(Pointing dataset records)
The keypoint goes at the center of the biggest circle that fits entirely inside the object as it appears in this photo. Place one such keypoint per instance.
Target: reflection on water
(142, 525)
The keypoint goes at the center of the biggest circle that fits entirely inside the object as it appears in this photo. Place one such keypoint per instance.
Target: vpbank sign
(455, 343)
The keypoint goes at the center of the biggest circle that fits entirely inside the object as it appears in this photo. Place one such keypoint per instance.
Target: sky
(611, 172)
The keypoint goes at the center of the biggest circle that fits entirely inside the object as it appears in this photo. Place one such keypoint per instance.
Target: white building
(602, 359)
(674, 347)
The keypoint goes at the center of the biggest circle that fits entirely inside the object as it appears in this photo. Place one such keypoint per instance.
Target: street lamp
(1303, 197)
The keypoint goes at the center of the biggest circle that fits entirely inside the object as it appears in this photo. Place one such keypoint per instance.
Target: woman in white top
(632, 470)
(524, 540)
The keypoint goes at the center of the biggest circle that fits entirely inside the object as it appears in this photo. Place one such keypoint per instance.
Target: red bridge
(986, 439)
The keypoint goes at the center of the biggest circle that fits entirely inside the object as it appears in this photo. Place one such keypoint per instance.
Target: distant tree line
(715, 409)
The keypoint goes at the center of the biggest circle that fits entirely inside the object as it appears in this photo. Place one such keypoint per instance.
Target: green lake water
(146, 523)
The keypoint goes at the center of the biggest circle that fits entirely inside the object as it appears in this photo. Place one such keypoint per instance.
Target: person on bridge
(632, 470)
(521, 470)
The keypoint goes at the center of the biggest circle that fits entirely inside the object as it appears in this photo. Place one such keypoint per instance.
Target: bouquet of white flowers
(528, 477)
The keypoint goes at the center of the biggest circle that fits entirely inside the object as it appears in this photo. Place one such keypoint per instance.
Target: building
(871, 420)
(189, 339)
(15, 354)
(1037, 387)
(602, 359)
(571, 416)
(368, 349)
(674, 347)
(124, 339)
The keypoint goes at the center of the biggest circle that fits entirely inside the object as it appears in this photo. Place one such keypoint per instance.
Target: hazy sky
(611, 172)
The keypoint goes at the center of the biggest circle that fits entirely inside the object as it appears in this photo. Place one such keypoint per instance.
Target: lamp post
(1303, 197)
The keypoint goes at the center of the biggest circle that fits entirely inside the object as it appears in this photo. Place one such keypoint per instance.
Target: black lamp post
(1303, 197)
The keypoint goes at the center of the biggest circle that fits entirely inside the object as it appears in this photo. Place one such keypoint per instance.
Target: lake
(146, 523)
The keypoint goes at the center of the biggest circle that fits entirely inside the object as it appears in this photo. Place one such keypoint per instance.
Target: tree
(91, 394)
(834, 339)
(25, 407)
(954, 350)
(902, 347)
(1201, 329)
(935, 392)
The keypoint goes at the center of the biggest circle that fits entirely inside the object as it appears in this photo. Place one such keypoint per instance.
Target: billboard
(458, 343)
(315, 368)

• [Written problem] Copy out the whole listing exactly.

• [Answer to the task]
The keypoint goes at the center of the biggest circle that fits entirely inside the object as it appears in this photo. Place one such keypoint per instance.
Target: reflection on water
(142, 525)
The keypoint goes at the center of the biggest circle that fits entirely inside the object as it appears in this photo. Place one such keypoint per instance.
Target: vpbank sign
(455, 343)
The keypoint goes at the center of the biggest circle that fits entirely inside the object as it appears in this photo. Place one such keypoint per instance.
Target: sky
(611, 172)
The keypoint goes at the center of the biggest circle that fits entirely inside the object as it appears in this photo. Place one such keypoint per instance.
Target: white building
(602, 359)
(674, 347)
The keypoint goes at the center of the biggest circle that fits entirely inside the object as it appears in this photo. Place one such keypoint per instance.
Target: street lamp
(1303, 197)
The keypoint goes at the center of the biggest circle that fits entirely inside the object as it appears in this photo. Place one such keypoint per instance.
Target: woman in white top
(632, 470)
(524, 540)
The keypoint goes at the center of the biggest circle that fits entirely inside the object as it appears in this photo. Place one such keypoint per instance.
Target: red bridge
(986, 439)
The keypoint goes at the center of the biggest circle that fits entirely inside the object as it appears in this photo. Place one such keypoint per instance.
Target: distant tree line
(715, 409)
The keypoint goes at the center of the biggest circle that fits entirely inside the object as it appears in this photo. Place one such keypoint per instance.
Target: green lake water
(146, 523)
The keypoint goes at the center of the biggest circle that fits entirely inside the object as it appears in this photo. Place one such keypoint per instance.
Target: person on bridge
(632, 470)
(521, 470)
The keypoint goes at the center of the biggest circle that fits entirely inside the object as it appears in this photo. Place one such keypoint per instance.
Target: bouquet of white flowers
(528, 477)
The keypoint goes at the center of the biggest circle that fits entirely inside the object as it appears in this photo. Place one such keypoint per instance.
Target: building
(871, 420)
(189, 339)
(15, 354)
(1037, 387)
(602, 359)
(571, 416)
(368, 349)
(674, 347)
(124, 339)
The keypoint goes at the center of the biggest circle that fits entirely inside the object as it appears in this photo. Place one such keypoint per instance.
Target: hazy sky
(611, 172)
The keypoint goes at the center of the biggest circle that fits entirely inside the object as it appears in this photo. Place one such keypoint per instance.
Target: lamp post
(1303, 197)
The keypoint goes at the center of the biggest circle that fits entirely inside the object as it appears in this photo. Place one such keypoint per instance.
Target: black lamp post
(1303, 197)
The keypoint goes at the center of the biggest circle that fits entirely inside the object as it appears in this photo. Place one such keypoint per instance.
Target: lake
(146, 523)
The keypoint goes at the center of the biggest circle that fits entirely inside the object as it appears in this photo. Place one such keypoint per instance.
Target: tree
(91, 394)
(834, 339)
(25, 407)
(954, 350)
(902, 347)
(1201, 329)
(935, 392)
The keypoint goes at the center of the biggest circle that fits entirely inside the object as it appears in this photo. Place one such keypoint per instance.
Target: billboard
(458, 343)
(315, 368)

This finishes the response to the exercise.